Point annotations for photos
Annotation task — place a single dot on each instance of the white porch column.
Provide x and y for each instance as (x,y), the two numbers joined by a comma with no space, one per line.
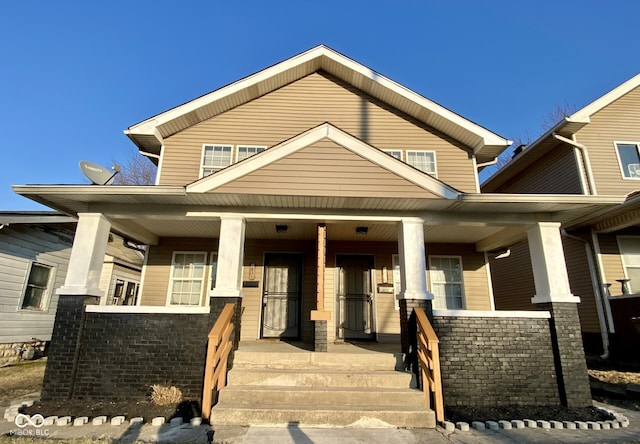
(230,257)
(87,256)
(549,267)
(413,267)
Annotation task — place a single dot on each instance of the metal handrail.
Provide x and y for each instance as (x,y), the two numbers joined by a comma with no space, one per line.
(429,359)
(219,346)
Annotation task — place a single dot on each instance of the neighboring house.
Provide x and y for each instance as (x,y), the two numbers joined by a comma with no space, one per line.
(326,202)
(35,248)
(593,152)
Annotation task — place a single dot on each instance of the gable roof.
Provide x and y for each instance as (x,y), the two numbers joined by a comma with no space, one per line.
(427,184)
(149,134)
(560,133)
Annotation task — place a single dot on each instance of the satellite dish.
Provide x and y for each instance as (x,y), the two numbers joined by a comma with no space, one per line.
(97,174)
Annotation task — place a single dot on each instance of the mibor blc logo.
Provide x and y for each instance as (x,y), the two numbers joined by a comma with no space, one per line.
(35,422)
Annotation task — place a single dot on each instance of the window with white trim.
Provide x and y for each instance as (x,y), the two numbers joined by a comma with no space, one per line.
(214,271)
(395,153)
(629,159)
(630,250)
(423,160)
(248,151)
(187,276)
(38,287)
(214,158)
(447,282)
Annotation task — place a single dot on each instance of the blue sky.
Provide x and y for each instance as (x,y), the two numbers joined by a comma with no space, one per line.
(74,75)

#### TASK PROMPT
Format the lines above as a CSV with two columns, task_text and coordinates, with one row for each item that begins with "Annotation task". Put its wording in the first field and its points in the second, each in one quoted field with line breaks turned into spaces, and leave the pictures out.

#### SOLVED EXERCISE
task_text,coordinates
"Annotation task — place a single dot on each instance of the white porch column. Provide x and y for each instance as (x,y), the two numbers joined by a comma with no space, one per line.","(230,257) (87,256) (549,267) (413,267)"
"Annotation task — place a single dot on each instance of the metal handrail. Provide x and y for each instance as (x,y), the two numbers joined by a comma with no space, one per line.","(429,359) (219,346)"
"Annotation task — place a single dot on each instance of the neighboring house. Provide x and y for each instance as (x,y), the two numbers joined by a comma with no space, one per line.","(326,202) (35,248) (593,152)"
"Annotation task — place a single dot on each instance of the gable roof. Provide x and y for each instance as (x,y), the two numbers joined by a comma with no space, one per line.","(427,184) (149,134) (560,133)"
"Annotation task — place a single dot on each instance of the satellite dish. Provide x and y for each instance as (x,y), the two numbers joined by a comma with no space, one per line.","(97,174)"
"Annotation task — place a single dot on each instance of the mibor blc logo. Provide x and y for each instance as (x,y), the two numbers joined by a comma with no space, one per line.","(35,422)"
"Annotation task — place a single dot on each instance of the window with white trim. Provide x and y for each instance as (x,y), the two numbers joined by a comma with no space, one per line.","(214,271) (395,153) (629,159) (630,250) (423,160) (248,151) (187,276) (38,287) (214,158) (447,282)"
"Annotation task — place a single dot on each instance of the blue sky. Provide x and y for each instance as (x,y), the two numbers joined by a comma with no space, one per line.","(74,75)"